◆ **Stated goal**: Leaving out every picture, quote the data below exactly as it appears.

Excerpts of pointing data:
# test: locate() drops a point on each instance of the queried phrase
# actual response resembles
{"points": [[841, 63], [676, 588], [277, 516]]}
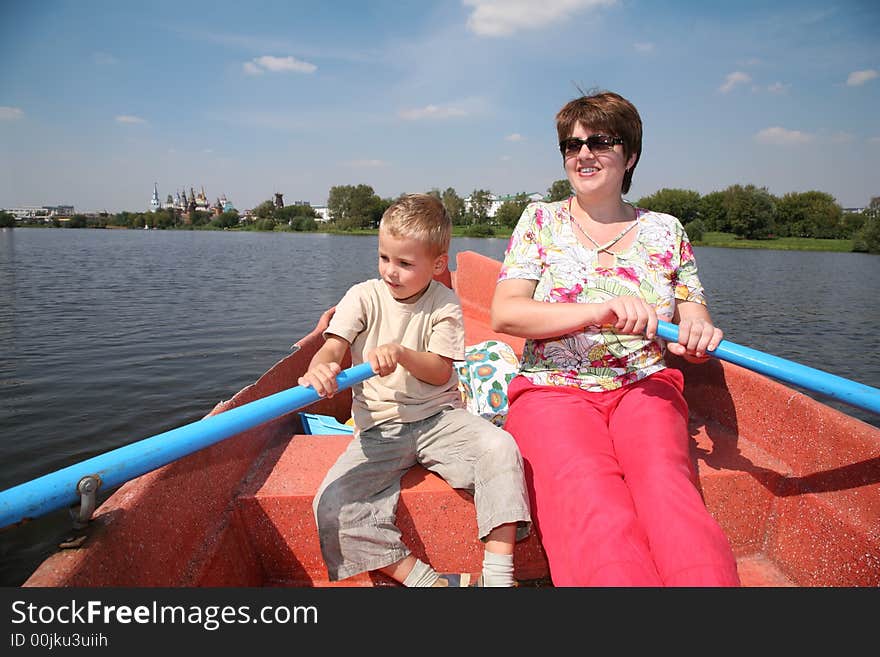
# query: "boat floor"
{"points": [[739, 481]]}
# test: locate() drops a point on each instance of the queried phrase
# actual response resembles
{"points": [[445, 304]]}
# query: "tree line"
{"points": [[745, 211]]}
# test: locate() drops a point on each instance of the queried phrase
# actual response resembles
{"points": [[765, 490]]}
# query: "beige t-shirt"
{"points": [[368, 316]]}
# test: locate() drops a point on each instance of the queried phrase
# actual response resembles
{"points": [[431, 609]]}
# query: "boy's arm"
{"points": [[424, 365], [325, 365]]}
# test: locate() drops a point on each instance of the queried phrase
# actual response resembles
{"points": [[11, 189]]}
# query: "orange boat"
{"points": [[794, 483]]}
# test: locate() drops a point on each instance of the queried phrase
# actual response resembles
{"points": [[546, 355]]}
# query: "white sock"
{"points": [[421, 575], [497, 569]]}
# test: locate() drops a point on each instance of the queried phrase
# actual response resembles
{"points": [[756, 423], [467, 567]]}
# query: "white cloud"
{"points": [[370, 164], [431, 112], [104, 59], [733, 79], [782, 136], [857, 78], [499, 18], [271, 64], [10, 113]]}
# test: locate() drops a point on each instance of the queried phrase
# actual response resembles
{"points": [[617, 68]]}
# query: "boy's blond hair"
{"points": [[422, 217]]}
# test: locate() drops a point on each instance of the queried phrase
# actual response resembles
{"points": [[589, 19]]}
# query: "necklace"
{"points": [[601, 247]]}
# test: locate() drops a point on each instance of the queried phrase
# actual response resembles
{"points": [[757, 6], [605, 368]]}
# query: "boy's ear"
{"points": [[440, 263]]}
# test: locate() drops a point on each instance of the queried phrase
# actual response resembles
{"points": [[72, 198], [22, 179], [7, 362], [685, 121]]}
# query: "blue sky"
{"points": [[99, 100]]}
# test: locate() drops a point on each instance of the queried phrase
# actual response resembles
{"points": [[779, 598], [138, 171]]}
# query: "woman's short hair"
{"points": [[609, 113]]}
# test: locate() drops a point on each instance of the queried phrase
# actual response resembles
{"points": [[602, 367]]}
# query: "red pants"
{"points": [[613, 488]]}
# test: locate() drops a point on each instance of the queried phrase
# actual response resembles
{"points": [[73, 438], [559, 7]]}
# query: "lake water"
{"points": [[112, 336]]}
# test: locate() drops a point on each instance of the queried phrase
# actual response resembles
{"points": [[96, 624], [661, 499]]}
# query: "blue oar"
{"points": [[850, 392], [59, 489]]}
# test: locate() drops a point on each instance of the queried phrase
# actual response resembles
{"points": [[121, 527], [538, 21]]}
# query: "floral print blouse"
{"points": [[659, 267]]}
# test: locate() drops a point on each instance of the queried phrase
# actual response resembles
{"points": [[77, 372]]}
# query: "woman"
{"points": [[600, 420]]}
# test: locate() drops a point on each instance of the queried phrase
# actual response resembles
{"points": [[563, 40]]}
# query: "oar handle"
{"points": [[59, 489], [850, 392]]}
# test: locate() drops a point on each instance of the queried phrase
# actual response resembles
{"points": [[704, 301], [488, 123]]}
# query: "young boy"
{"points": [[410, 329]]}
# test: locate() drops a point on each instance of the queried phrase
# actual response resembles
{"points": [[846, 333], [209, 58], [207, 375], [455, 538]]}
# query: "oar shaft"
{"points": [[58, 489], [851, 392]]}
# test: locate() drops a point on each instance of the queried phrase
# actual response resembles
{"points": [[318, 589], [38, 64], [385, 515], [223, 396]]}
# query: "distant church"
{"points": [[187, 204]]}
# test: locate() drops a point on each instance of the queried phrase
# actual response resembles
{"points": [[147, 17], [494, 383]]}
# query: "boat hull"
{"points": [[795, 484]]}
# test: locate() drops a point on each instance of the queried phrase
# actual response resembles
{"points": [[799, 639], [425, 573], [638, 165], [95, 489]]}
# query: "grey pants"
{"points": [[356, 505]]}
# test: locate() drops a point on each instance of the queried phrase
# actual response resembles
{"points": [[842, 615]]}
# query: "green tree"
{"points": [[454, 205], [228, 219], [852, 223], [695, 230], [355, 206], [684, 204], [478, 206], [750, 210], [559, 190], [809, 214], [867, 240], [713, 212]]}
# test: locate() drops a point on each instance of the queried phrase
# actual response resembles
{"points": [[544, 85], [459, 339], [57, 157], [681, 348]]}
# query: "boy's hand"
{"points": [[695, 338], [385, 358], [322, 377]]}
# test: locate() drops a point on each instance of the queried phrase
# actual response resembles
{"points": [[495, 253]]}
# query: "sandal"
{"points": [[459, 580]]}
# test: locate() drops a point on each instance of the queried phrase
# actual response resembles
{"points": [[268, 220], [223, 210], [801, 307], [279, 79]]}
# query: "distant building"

◆ **Complete output**:
# test: locate() drops a point on each instance of the queried phrase
# actual response resembles
{"points": [[841, 63], [676, 588], [277, 516]]}
# query: "boat floor"
{"points": [[739, 481]]}
# test: locate() drops a point on each instance of the queried phrase
# actual response resembles
{"points": [[445, 304]]}
# query: "tree line"
{"points": [[745, 211]]}
# test: locate() drops a point on each instance of the queried phrase
# actual response resembles
{"points": [[765, 490]]}
# query: "beige t-shirt"
{"points": [[368, 316]]}
# test: locate() drops a point on each instance of the queried phrase
# actual response resembles
{"points": [[431, 609]]}
# query: "boy's arm"
{"points": [[424, 365], [325, 365]]}
# test: locate() drops a point on each instance of the queried phrase
# actual response resembles
{"points": [[11, 189]]}
# query: "orange boat"
{"points": [[794, 483]]}
# test: locate() drops a point on each instance of the queried phrase
# actual response resembles
{"points": [[546, 355]]}
# query: "white sock"
{"points": [[421, 575], [497, 569]]}
# test: locate() drops a point on each instance of the queried phrase
# actual response resembles
{"points": [[756, 423], [467, 567]]}
# query: "white cloud"
{"points": [[370, 164], [431, 112], [104, 59], [733, 79], [782, 136], [857, 78], [499, 18], [271, 64], [10, 113]]}
# test: locate() drops a point on each instance of the queried phrase
# actual response resembles
{"points": [[617, 68]]}
# query: "boy's blond hair"
{"points": [[422, 217]]}
# test: locate() drops a point on each instance of the queried phrase
# actual response resembles
{"points": [[589, 19]]}
# query: "necklace"
{"points": [[601, 247]]}
# test: locate() drops a point on each instance of the queried phrase
# actual response resembles
{"points": [[757, 6], [605, 368]]}
# query: "boy's ear"
{"points": [[440, 263]]}
# test: locate() drops a point on each instance of the queried phrase
# actual response resembles
{"points": [[72, 198], [22, 179], [7, 362], [685, 121]]}
# query: "blue sky"
{"points": [[99, 100]]}
# test: locate() drops a point on each instance of the queried phrase
# actual response resembles
{"points": [[779, 598], [138, 171]]}
# query: "woman's short hair"
{"points": [[609, 113]]}
# test: locate() drops a point on each instance of the queried phrase
# actual response resembles
{"points": [[602, 367]]}
# query: "red pants"
{"points": [[613, 488]]}
# test: locate() drops a point on each instance of the queried phrase
# actual response resembles
{"points": [[73, 438], [559, 7]]}
# query: "lake water"
{"points": [[112, 336]]}
# test: locate() drops a point on each instance of the queried phrase
# actual response resembles
{"points": [[96, 624], [661, 499]]}
# query: "blue oar"
{"points": [[850, 392], [59, 489]]}
# test: locate() drops a point on each instance of the queried phrase
# actual response resembles
{"points": [[121, 527], [538, 21]]}
# query: "floral print blouse"
{"points": [[659, 267]]}
# test: locate() drops a point on each instance of the queried phrase
# actual response resembles
{"points": [[77, 372]]}
# query: "woman"
{"points": [[600, 420]]}
# test: locate() drops a point on each instance of the queried phrase
# actual response resembles
{"points": [[563, 40]]}
# query: "oar handle"
{"points": [[59, 489], [850, 392]]}
# test: locate() drops a point on each instance of the queried phrase
# actual response resembles
{"points": [[704, 301], [488, 123]]}
# query: "young boy"
{"points": [[410, 329]]}
# test: locate() drops a point on each instance of the queried phrase
# actual response resembles
{"points": [[846, 333], [209, 58], [207, 375], [455, 538]]}
# query: "oar shaft"
{"points": [[58, 489], [851, 392]]}
# test: locate() drops a point on each instance of the queried phrase
# actual response resembles
{"points": [[318, 589], [38, 64], [385, 515], [223, 396]]}
# query: "distant church"
{"points": [[187, 204]]}
# test: locate() drops a point on each instance of the queried phrase
# actual response resembles
{"points": [[147, 17], [494, 383]]}
# query: "boat hull"
{"points": [[795, 484]]}
# test: locate() drops a point on each instance of the queried phrase
# actual response resembles
{"points": [[799, 639], [425, 573], [638, 165], [95, 489]]}
# query: "grey pants"
{"points": [[356, 505]]}
# test: locate() drops a point on each instance of the queried phrase
# actual response resembles
{"points": [[842, 615]]}
# query: "green tree"
{"points": [[454, 205], [228, 219], [852, 223], [695, 230], [355, 206], [684, 204], [478, 206], [750, 210], [559, 190], [809, 214], [867, 240], [713, 212]]}
# test: locate() drops a point on each instance of the queried phrase
# actual response resembles
{"points": [[544, 85], [459, 339], [57, 157], [681, 348]]}
# query: "boy's hand"
{"points": [[695, 338], [385, 358], [322, 377]]}
# test: locate() drops a point on each instance of the queried phrase
# actual response resembles
{"points": [[495, 253]]}
# query: "sandal"
{"points": [[459, 580]]}
# test: locate() drops a point on each instance of the queried phrase
# actual response resembles
{"points": [[268, 220], [223, 210], [801, 307], [279, 79]]}
# query: "distant building"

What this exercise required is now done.